WHAT THIS TASK INVOLVES.
Repeat every one of the following items word for word, without changing anything.
┌────────
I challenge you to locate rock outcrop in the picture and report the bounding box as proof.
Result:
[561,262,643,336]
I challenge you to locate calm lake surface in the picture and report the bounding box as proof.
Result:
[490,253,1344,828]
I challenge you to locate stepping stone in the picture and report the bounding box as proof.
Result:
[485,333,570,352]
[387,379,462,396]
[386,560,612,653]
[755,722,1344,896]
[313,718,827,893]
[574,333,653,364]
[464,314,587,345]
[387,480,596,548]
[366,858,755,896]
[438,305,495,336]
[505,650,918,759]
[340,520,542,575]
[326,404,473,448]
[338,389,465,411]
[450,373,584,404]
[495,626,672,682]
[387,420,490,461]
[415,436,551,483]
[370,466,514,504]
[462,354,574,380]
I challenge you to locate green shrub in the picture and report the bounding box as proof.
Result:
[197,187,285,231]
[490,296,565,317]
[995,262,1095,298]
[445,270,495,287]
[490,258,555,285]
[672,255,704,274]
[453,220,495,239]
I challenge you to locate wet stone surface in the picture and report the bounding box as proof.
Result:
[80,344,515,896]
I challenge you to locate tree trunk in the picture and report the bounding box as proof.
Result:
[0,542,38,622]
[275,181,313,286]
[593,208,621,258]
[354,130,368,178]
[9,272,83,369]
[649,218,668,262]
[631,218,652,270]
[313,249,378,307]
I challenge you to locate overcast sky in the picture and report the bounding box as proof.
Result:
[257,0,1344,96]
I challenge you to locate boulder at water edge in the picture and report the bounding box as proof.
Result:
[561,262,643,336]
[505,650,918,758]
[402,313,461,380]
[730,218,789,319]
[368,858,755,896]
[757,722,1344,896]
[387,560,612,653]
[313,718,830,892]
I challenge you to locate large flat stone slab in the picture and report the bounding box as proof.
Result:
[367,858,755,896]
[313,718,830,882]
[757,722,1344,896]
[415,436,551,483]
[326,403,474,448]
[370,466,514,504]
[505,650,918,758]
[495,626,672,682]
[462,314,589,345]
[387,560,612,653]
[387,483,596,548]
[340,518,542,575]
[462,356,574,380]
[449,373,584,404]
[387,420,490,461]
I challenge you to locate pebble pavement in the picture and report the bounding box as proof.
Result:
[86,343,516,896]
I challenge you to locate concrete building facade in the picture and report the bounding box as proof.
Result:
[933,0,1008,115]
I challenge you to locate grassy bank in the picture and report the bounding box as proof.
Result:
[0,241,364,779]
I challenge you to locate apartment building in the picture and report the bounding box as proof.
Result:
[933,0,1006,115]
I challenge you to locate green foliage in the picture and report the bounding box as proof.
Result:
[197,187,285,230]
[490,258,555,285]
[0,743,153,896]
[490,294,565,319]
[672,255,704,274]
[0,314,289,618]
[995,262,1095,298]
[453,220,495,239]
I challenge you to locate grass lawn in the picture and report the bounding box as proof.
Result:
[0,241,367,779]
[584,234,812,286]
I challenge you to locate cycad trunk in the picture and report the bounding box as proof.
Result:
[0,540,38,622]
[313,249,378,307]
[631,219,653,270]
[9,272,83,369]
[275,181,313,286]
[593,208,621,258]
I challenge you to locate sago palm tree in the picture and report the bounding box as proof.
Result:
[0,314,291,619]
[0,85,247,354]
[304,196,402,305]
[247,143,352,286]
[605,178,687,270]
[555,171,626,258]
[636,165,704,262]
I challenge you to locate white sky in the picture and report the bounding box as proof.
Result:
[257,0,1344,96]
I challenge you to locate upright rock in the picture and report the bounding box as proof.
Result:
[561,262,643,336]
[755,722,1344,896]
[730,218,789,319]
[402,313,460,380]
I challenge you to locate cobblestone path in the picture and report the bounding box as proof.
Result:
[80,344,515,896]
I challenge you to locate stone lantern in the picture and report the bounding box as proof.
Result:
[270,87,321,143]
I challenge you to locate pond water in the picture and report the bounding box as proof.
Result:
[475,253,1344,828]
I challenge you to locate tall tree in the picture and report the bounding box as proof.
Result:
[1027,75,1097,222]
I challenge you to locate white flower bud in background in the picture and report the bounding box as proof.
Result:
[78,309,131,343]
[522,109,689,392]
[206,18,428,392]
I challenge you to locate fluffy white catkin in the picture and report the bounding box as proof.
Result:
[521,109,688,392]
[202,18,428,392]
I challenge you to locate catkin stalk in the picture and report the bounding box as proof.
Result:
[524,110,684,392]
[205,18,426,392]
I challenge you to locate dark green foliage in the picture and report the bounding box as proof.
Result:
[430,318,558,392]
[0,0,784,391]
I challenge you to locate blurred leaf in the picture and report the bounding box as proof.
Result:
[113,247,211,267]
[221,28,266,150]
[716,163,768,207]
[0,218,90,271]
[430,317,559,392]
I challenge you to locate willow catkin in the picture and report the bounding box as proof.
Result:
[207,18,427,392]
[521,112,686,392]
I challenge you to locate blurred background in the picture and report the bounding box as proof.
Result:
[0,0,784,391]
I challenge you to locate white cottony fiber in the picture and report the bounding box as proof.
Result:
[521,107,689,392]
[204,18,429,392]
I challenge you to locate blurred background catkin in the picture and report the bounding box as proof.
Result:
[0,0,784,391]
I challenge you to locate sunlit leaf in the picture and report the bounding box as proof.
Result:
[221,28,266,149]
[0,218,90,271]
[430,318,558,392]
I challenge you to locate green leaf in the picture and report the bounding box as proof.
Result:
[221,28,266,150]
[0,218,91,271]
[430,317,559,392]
└────────
TASK RESULT.
I challenge you to locate rock outcrop in the picture and report the bounding box as proof.
Result:
[561,262,643,336]
I challenge you to locate calm lake surface in the picture and report the bounding box as proof.
Result:
[490,253,1344,828]
I challenge you to locate stepping stone in the picture and report the bounding box as proof.
Result:
[485,333,570,352]
[387,379,462,396]
[386,560,612,653]
[755,722,1344,896]
[313,718,827,893]
[574,333,653,364]
[464,314,587,345]
[387,480,596,548]
[366,858,755,896]
[438,305,495,336]
[505,650,918,759]
[340,520,542,575]
[326,404,473,448]
[338,389,465,411]
[450,373,584,404]
[495,626,672,682]
[387,420,490,461]
[415,436,551,483]
[370,466,514,504]
[462,354,574,380]
I challenge you to locate green shrub in the picture and report the bounding box as proof.
Result:
[197,187,285,231]
[490,296,565,317]
[995,262,1095,298]
[445,270,495,287]
[490,258,555,285]
[672,255,704,274]
[453,220,495,239]
I challenge you to locate wet stone surface in the picture and report the bounding box as proof.
Result:
[80,344,515,896]
I challenge you to locate tree trunk in the picture and report the bounding box as proof.
Result:
[0,542,38,622]
[275,181,313,286]
[593,208,621,258]
[354,130,368,178]
[9,272,83,369]
[649,218,668,262]
[631,218,652,270]
[313,249,378,307]
I challenge you to locate overcast sky in the picture and report the bounding box as proof.
Result:
[257,0,1344,96]
I challenge you to locate boulder at water edge in the picture and report the bounding box as proof.
Result:
[561,262,643,336]
[505,650,918,758]
[402,313,461,380]
[730,218,789,319]
[368,858,755,896]
[757,722,1344,896]
[387,560,612,653]
[313,718,830,892]
I challenge you to locate large flat stone slab in the picture and report the bounding box as proof.
Result:
[367,858,755,896]
[313,718,830,882]
[757,722,1344,896]
[415,436,551,483]
[326,403,474,448]
[370,466,514,504]
[505,650,918,758]
[495,626,672,682]
[462,314,589,345]
[387,560,612,653]
[387,483,596,548]
[340,518,542,575]
[462,356,574,380]
[449,373,584,404]
[387,420,490,461]
I challenge you to locate pebble pavement in the picture and report the bounding box as proof.
Result:
[86,343,516,896]
I challenge you to locate concrete building facade in the picture and report the bounding box as proof.
Result:
[933,0,1008,115]
I challenge you to locate grassy bank in the picture and report the bounding box as proof.
Result:
[0,241,364,779]
I challenge you to locate apartment building in the picture and report the bounding box as proof.
Result:
[933,0,1006,115]
I challenge you to locate green foliage in the picture and report the bounding box as proof.
Result:
[197,187,285,230]
[490,258,555,285]
[0,743,153,896]
[490,294,565,319]
[672,255,704,274]
[0,314,289,618]
[995,262,1095,298]
[453,220,495,239]
I challenge you to locate grass lawn in the picture and report the bounding box as proof.
Result:
[0,241,367,779]
[584,234,812,286]
I challenge you to locate cycad trunk in the picture and report the bounding box as proof.
Result:
[0,540,38,622]
[313,249,378,307]
[631,219,653,270]
[9,272,83,369]
[275,181,313,286]
[593,208,621,258]
I challenge you to locate sago palm tree in the picture and report the bounding box as proof.
Result:
[0,314,291,619]
[0,85,247,354]
[304,196,402,305]
[247,143,352,286]
[605,178,687,270]
[555,171,626,258]
[636,165,704,262]
I challenge you to locate white sky in the picture and report the bounding box as proof.
Result:
[257,0,1344,96]
I challenge you to locate upright rock in the picture and report the bounding box as proof.
Result:
[561,262,643,336]
[755,722,1344,896]
[730,218,789,319]
[402,313,460,380]
I challenge you to locate cobblestone path in the picture and report the bounding box as proof.
Result:
[80,344,515,896]
I challenge you to locate stone lantern in the picture and report the bounding box as proof.
Result:
[270,87,321,143]
I challenge you to locate pond water in the picture and report the bounding box as proof.
Result:
[475,253,1344,828]
I challenge you to locate tall tree in the picture and report the bounding box as proof.
Result:
[1027,75,1097,222]
I challenge you to locate white flower bud in background in the picture and report the bounding box as proof.
Result:
[78,309,131,343]
[522,109,689,392]
[206,18,428,392]
I challenge you to locate fluffy white catkin in the picture and report the bounding box as proof.
Result:
[521,109,688,392]
[202,18,428,392]
I challenge you to locate catkin stalk in the picture and report the bounding box as proof.
Result:
[524,110,684,392]
[205,18,426,392]
I challenge you to locate dark green foliage in the picture and report the bounding box as proof.
Result:
[430,318,558,392]
[0,0,784,391]
I challenge you to locate blurred leaf in the picture and report the bounding box as proof.
Result:
[113,247,211,267]
[221,28,266,150]
[716,163,768,207]
[0,218,90,271]
[430,317,559,392]
I challenge you to locate willow catkin in the picture and report the bounding box as proof.
Result:
[207,18,427,392]
[521,112,686,392]
I challenge you to locate blurred background in the picture and report the bounding box as proof.
Result:
[0,0,784,391]
I challenge you to locate white cottony fiber in the picture and report the bounding box as proof.
Result:
[521,107,689,392]
[204,18,429,392]
I challenge you to locate blurred background catkin in the picture and report the bounding box as proof.
Result:
[0,0,784,391]
I challenge you to locate sunlit leaf in the picture and report the bounding box as proof.
Result:
[221,28,266,149]
[0,218,90,271]
[430,318,558,392]
I challenge you to locate green leaf in the picture and report the bounding box as proof.
Result:
[221,28,266,150]
[0,218,91,271]
[430,317,559,392]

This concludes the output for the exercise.